[start]
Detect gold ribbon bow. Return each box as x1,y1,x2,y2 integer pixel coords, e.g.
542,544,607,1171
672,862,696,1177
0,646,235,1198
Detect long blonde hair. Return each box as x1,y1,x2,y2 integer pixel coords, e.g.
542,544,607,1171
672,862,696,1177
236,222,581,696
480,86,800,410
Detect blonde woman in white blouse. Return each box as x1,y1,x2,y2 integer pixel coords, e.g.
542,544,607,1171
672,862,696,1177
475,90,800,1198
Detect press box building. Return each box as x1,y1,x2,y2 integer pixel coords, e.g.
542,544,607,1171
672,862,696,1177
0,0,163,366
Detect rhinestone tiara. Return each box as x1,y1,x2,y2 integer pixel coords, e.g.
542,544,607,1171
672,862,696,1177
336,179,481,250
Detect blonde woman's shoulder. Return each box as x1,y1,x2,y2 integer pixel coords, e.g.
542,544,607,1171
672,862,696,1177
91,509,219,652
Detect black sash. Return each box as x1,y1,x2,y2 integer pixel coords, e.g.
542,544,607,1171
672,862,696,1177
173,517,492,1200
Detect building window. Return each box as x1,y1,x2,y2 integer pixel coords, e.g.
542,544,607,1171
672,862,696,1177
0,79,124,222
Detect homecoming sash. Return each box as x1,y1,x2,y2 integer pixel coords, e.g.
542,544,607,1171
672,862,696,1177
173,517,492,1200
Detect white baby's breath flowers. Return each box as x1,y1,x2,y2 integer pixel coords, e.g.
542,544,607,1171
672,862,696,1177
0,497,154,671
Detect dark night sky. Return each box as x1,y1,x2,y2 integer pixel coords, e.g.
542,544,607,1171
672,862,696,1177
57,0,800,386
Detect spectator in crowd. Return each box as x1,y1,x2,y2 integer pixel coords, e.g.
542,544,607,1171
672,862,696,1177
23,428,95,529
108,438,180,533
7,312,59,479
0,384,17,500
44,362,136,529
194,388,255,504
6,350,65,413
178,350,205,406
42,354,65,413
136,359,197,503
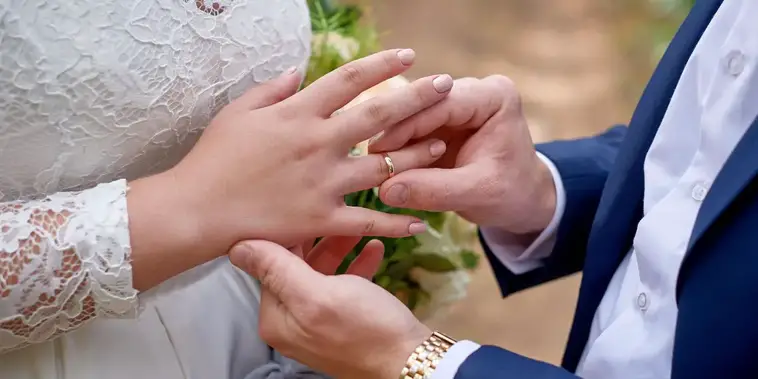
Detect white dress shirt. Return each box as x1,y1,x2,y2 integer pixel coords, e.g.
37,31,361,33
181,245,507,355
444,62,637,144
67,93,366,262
433,0,758,379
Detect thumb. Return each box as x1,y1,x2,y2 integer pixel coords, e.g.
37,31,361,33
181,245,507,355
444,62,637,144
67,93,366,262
229,240,323,303
379,167,476,212
239,67,302,110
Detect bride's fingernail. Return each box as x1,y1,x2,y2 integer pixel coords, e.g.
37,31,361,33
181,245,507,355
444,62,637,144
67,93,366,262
368,130,384,146
408,222,426,236
429,141,447,158
397,49,416,66
432,74,453,93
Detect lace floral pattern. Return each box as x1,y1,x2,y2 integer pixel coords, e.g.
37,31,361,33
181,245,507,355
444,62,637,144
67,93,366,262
0,180,138,353
0,0,311,353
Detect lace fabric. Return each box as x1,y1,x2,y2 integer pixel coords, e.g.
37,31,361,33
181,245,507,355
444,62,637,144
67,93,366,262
0,180,138,353
0,0,311,353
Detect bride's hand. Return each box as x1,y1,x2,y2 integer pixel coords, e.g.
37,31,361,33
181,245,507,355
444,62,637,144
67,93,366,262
129,50,452,286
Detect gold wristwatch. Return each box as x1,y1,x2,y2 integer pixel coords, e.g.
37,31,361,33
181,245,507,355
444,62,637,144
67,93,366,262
400,332,456,379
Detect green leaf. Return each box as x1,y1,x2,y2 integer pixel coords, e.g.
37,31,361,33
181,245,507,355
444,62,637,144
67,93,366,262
385,257,414,279
461,250,481,270
413,254,458,272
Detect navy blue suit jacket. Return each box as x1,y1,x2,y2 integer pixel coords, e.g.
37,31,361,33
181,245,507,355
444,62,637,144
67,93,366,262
455,0,758,379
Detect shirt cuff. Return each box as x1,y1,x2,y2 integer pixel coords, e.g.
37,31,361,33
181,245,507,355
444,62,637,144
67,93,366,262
481,152,566,275
431,341,480,379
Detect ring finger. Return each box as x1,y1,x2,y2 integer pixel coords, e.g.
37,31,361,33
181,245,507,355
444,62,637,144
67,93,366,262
342,140,446,194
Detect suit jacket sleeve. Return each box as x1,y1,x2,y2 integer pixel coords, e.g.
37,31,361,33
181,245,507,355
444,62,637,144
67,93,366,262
[end]
■ **Instructions to follow**
Convert the lines starting with the one containing "Detect long blonde" and going on through the one containing "91,509,219,652", both included, into a JSON list of strings. Use one string per line and leave out any blank lines.

■ **Response below**
[
  "Detect long blonde hair. Return each box as x1,y1,x2,y2 integer pixel coords, e.g.",
  "542,544,607,1171",
  "672,862,696,1177",
  "236,222,581,696",
  "480,86,800,410",
  "Detect blonde woman in white blouse. Return each box as x1,y1,x2,y2 integer pixel coords, e.g.",
  "542,544,607,1171",
  "672,862,696,1177",
  "475,90,800,1198",
  "Detect press box building. Return each box as x1,y1,x2,y2 integer pixel coords, e.g.",
  "542,544,607,1171",
  "672,862,696,1177",
  "0,0,163,366",
  "Detect rhinestone tiara. Return each box as x1,y1,x2,y2 integer pixel coords, e.g.",
  "542,544,607,1171",
  "672,862,696,1177",
  "336,179,481,250",
  "Detect blonde woman's shoulder. Return each box as x1,y1,x2,y2 integer pixel coords, e.g.",
  "542,544,607,1171",
  "672,862,696,1177",
  "91,509,219,652"
]